*Objective*:
Arrange the entries from the first line through the line that contains "307L164 303L162 302L161" as a JSON list of strings, one string per line and no blank lines.

— Start of Data entries —

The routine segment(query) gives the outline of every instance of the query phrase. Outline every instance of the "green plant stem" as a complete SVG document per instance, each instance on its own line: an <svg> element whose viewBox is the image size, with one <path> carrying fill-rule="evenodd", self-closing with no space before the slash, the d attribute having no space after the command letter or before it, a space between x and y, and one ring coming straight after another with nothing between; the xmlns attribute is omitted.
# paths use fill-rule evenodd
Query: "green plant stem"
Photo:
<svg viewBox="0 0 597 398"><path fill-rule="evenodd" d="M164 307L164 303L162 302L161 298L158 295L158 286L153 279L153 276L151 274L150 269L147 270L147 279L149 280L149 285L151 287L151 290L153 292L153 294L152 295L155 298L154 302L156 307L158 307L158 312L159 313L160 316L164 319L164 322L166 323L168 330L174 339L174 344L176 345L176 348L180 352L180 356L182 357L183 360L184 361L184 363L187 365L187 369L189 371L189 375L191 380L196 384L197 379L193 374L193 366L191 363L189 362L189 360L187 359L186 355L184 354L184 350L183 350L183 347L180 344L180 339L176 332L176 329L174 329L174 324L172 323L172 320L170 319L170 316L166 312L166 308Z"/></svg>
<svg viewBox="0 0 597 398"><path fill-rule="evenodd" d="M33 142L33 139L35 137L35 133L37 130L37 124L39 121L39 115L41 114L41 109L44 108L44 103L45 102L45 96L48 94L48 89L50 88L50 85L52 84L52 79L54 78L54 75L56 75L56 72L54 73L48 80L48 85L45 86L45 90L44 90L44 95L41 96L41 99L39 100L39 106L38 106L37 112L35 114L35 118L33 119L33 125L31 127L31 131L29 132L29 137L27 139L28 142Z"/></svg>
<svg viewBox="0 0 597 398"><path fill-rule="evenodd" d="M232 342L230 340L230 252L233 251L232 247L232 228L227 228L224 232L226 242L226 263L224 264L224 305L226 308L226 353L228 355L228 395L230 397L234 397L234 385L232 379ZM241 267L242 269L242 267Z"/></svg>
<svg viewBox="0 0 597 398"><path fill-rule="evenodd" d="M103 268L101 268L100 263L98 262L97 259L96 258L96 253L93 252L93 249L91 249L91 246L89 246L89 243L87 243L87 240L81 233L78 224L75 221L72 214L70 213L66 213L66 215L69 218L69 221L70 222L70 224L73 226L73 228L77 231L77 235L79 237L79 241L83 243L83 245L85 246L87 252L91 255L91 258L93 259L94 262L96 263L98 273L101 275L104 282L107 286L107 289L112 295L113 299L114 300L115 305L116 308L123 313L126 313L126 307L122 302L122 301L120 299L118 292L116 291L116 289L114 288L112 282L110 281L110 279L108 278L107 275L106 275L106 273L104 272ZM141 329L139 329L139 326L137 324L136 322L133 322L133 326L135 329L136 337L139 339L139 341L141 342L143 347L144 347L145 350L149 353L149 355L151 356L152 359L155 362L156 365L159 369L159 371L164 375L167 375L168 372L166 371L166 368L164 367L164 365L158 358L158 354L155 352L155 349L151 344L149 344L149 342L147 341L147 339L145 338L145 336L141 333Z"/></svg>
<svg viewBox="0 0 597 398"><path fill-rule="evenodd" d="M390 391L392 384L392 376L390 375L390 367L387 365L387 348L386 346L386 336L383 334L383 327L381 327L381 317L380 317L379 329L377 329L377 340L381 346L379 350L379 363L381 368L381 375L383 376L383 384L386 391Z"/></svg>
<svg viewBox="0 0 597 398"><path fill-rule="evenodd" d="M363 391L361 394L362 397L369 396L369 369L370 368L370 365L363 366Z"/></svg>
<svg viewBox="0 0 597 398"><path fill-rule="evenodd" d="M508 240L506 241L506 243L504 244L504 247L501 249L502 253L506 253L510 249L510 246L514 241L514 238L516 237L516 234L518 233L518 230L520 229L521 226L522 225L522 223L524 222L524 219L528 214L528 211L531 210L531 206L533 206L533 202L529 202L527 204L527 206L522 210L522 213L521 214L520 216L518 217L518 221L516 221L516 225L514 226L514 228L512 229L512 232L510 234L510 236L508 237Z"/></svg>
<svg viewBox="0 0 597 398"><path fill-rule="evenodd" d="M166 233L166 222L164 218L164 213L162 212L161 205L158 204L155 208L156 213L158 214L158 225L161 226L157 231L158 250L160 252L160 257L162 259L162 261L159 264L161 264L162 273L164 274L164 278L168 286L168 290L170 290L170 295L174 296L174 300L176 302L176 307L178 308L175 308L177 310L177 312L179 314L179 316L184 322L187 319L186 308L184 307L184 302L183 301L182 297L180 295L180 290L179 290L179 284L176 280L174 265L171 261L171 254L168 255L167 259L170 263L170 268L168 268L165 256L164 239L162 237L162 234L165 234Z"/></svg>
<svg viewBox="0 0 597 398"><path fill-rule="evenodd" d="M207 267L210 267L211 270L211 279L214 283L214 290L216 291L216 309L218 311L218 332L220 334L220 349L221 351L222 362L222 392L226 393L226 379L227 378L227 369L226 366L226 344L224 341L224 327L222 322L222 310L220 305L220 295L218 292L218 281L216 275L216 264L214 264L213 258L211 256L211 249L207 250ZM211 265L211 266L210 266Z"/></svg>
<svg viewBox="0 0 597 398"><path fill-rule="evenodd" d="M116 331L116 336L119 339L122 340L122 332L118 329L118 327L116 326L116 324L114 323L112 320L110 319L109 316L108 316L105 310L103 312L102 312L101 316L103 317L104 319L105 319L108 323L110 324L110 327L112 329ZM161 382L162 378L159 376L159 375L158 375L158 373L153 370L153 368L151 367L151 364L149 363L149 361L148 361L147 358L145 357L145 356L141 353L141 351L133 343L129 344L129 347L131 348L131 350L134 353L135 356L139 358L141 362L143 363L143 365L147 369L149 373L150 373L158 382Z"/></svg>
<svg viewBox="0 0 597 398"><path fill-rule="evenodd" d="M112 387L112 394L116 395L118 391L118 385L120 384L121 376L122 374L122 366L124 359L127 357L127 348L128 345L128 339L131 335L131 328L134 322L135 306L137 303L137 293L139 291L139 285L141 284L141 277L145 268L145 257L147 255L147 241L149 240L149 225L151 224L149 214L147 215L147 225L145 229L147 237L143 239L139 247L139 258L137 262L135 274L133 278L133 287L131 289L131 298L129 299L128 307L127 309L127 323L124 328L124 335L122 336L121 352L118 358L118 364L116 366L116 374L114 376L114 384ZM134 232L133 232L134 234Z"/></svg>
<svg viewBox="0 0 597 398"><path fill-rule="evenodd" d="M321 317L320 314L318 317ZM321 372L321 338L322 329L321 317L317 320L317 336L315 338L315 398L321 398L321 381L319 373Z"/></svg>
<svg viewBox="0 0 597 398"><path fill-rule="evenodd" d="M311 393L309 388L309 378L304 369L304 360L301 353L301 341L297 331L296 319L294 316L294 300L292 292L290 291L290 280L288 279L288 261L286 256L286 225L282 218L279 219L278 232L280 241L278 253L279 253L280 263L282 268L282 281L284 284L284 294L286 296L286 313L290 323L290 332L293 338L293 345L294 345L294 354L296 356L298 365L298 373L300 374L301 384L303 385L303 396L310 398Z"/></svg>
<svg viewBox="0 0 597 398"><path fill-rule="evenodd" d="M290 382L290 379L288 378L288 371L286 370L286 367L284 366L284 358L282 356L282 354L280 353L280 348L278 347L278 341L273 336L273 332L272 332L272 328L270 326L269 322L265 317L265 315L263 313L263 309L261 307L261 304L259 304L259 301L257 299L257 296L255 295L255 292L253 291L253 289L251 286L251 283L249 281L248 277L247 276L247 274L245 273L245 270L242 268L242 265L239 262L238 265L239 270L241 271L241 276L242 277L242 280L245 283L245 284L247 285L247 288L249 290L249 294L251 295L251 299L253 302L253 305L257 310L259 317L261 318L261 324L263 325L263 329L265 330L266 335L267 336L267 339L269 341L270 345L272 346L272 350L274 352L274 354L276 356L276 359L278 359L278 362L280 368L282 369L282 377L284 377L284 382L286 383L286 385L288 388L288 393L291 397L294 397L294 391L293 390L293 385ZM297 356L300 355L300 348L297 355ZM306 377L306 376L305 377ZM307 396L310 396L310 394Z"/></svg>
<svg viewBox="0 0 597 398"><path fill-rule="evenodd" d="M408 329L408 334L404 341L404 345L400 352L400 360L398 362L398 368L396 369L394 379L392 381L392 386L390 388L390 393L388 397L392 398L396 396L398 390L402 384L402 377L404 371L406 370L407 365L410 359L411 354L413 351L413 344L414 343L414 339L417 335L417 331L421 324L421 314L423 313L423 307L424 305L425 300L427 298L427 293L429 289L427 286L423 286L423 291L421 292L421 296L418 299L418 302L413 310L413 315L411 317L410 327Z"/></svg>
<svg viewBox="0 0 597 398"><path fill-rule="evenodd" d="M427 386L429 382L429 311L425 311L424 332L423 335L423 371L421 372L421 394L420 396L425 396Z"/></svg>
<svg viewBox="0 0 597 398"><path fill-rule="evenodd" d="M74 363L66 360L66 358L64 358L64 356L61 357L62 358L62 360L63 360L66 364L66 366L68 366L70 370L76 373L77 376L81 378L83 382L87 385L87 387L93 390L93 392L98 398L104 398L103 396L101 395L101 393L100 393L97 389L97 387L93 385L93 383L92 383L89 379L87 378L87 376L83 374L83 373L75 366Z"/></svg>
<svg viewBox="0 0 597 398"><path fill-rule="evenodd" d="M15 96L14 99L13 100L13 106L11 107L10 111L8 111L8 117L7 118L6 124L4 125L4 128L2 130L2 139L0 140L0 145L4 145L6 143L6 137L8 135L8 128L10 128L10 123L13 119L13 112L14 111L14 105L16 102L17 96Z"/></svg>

— End of Data entries —

*Result of this task*:
[
  "The routine segment(query) gives the outline of every instance of the query phrase. Outline every instance of the \"green plant stem\" as a complete SVG document per instance, each instance on its own line: an <svg> element whose viewBox is the image size, with one <path> carrying fill-rule=\"evenodd\", self-closing with no space before the slash, the d attribute having no space after the command letter or before it, a space between x and y, and one ring coming straight after another with nothing between; the xmlns attribute is omitted.",
  "# paths use fill-rule evenodd",
  "Query: \"green plant stem\"",
  "Photo:",
  "<svg viewBox=\"0 0 597 398\"><path fill-rule=\"evenodd\" d=\"M164 307L164 303L162 302L161 298L158 295L158 286L153 279L153 276L151 274L150 269L147 270L147 279L149 280L149 285L151 287L151 290L153 292L153 294L152 295L155 298L154 302L156 307L158 307L158 312L159 313L160 316L164 319L164 322L166 323L168 330L174 339L174 344L176 345L176 348L180 352L180 356L182 357L183 360L184 361L184 363L187 365L187 369L189 371L189 375L191 380L196 384L197 379L193 374L193 366L191 363L189 362L189 360L187 359L186 355L184 354L184 350L183 350L183 347L180 344L180 339L176 332L176 329L174 329L174 324L172 323L172 320L170 319L170 316L166 312L166 308Z\"/></svg>"
]